start

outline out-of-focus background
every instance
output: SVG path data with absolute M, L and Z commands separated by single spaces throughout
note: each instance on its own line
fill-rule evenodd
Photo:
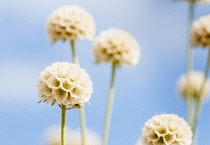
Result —
M 37 78 L 48 65 L 71 62 L 68 42 L 50 45 L 45 32 L 51 12 L 76 4 L 92 13 L 97 35 L 108 28 L 129 31 L 141 46 L 140 63 L 117 71 L 109 145 L 134 145 L 152 116 L 175 113 L 185 117 L 185 103 L 176 80 L 185 71 L 187 2 L 174 0 L 0 0 L 0 144 L 44 145 L 43 132 L 60 123 L 60 109 L 41 103 Z M 195 18 L 210 14 L 197 4 Z M 94 82 L 92 105 L 86 105 L 87 127 L 102 134 L 110 65 L 93 62 L 92 42 L 76 43 L 81 67 Z M 203 70 L 207 51 L 195 51 L 195 69 Z M 198 144 L 208 145 L 210 103 L 205 103 Z M 78 110 L 67 113 L 67 126 L 79 128 Z

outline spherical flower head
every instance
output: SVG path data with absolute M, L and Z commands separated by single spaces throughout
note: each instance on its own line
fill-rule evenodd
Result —
M 47 34 L 51 41 L 92 40 L 95 22 L 91 14 L 78 6 L 63 6 L 53 11 L 47 21 Z
M 210 15 L 193 22 L 192 45 L 210 49 Z
M 60 127 L 53 126 L 47 129 L 44 135 L 44 140 L 47 145 L 61 145 Z M 99 135 L 96 132 L 87 129 L 85 144 L 100 145 Z M 66 129 L 66 145 L 82 145 L 79 130 Z
M 145 123 L 143 145 L 191 145 L 192 131 L 187 122 L 174 114 L 162 114 Z
M 117 62 L 119 65 L 136 65 L 140 50 L 137 41 L 119 29 L 101 32 L 93 45 L 95 62 Z
M 141 139 L 139 139 L 139 140 L 137 141 L 136 145 L 142 145 Z
M 81 108 L 93 93 L 89 75 L 77 64 L 53 63 L 38 80 L 39 97 L 47 103 Z
M 203 83 L 204 74 L 202 72 L 193 71 L 188 75 L 184 74 L 178 80 L 178 92 L 184 99 L 188 96 L 193 98 L 201 96 L 202 98 L 205 98 L 205 96 L 207 96 L 210 92 L 210 81 L 205 81 L 204 86 Z M 202 90 L 202 94 L 200 94 L 202 86 L 204 88 Z
M 178 0 L 178 1 L 210 3 L 210 0 Z

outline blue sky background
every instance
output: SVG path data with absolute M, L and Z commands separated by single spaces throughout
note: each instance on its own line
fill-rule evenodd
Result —
M 50 45 L 46 19 L 57 7 L 76 4 L 92 13 L 97 35 L 108 28 L 129 31 L 141 46 L 136 67 L 118 69 L 109 145 L 134 145 L 153 115 L 185 117 L 176 80 L 185 71 L 188 5 L 173 0 L 0 0 L 0 139 L 2 145 L 43 145 L 43 132 L 60 123 L 60 109 L 37 104 L 37 78 L 48 65 L 71 61 L 69 44 Z M 196 5 L 195 18 L 210 14 Z M 87 126 L 102 134 L 109 64 L 93 63 L 92 42 L 76 43 L 81 67 L 94 83 Z M 203 70 L 207 51 L 196 49 L 195 69 Z M 205 103 L 198 128 L 199 145 L 208 145 L 210 104 Z M 67 125 L 79 127 L 78 110 L 68 111 Z

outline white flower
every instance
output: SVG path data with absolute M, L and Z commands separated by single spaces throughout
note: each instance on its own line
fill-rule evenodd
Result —
M 193 23 L 192 45 L 210 49 L 210 15 L 201 17 Z
M 201 87 L 204 83 L 204 74 L 202 72 L 191 72 L 189 75 L 182 75 L 178 80 L 178 91 L 182 97 L 186 99 L 187 91 L 189 91 L 190 97 L 199 97 L 201 93 Z M 204 89 L 201 97 L 204 98 L 210 91 L 210 81 L 207 80 L 204 84 Z
M 139 140 L 137 141 L 136 145 L 142 145 L 141 139 L 139 139 Z
M 162 114 L 145 123 L 143 145 L 191 145 L 192 131 L 187 122 L 174 114 Z
M 83 107 L 93 93 L 92 82 L 79 65 L 68 62 L 53 63 L 41 73 L 38 81 L 42 101 L 58 105 Z
M 95 22 L 85 9 L 71 5 L 63 6 L 49 17 L 47 34 L 52 43 L 58 40 L 92 40 L 95 35 Z
M 136 65 L 140 50 L 137 41 L 119 29 L 101 32 L 95 39 L 93 54 L 96 62 L 118 62 L 120 65 Z
M 47 129 L 44 139 L 46 145 L 61 145 L 60 127 L 53 126 Z M 86 145 L 100 145 L 99 135 L 87 129 L 86 130 Z M 66 145 L 82 145 L 81 134 L 79 130 L 66 128 Z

end

**Set task:** Starting at the beginning of the material and going on through the line with "M 37 78 L 48", copy those lines out again with "out-of-focus" switched to "blurred" and nothing else changed. Leave the pictures out of your copy.

**Task solution:**
outline blurred background
every instance
output: SVG path data with absolute M, L and Z commands separated by single spaces throughout
note: each instance on its own line
fill-rule evenodd
Photo:
Result —
M 37 78 L 48 65 L 71 62 L 68 42 L 50 45 L 45 32 L 51 12 L 76 4 L 92 13 L 97 35 L 108 28 L 129 31 L 141 46 L 140 63 L 117 71 L 109 145 L 134 145 L 152 116 L 175 113 L 185 117 L 185 103 L 176 80 L 185 71 L 187 2 L 174 0 L 0 0 L 0 144 L 44 145 L 43 132 L 60 123 L 60 109 L 41 103 Z M 195 18 L 210 14 L 197 4 Z M 94 82 L 92 105 L 86 105 L 87 127 L 102 134 L 110 65 L 93 62 L 92 42 L 76 43 L 81 67 Z M 203 70 L 207 51 L 195 51 L 195 69 Z M 198 144 L 208 145 L 210 103 L 205 103 Z M 78 110 L 67 113 L 67 126 L 79 128 Z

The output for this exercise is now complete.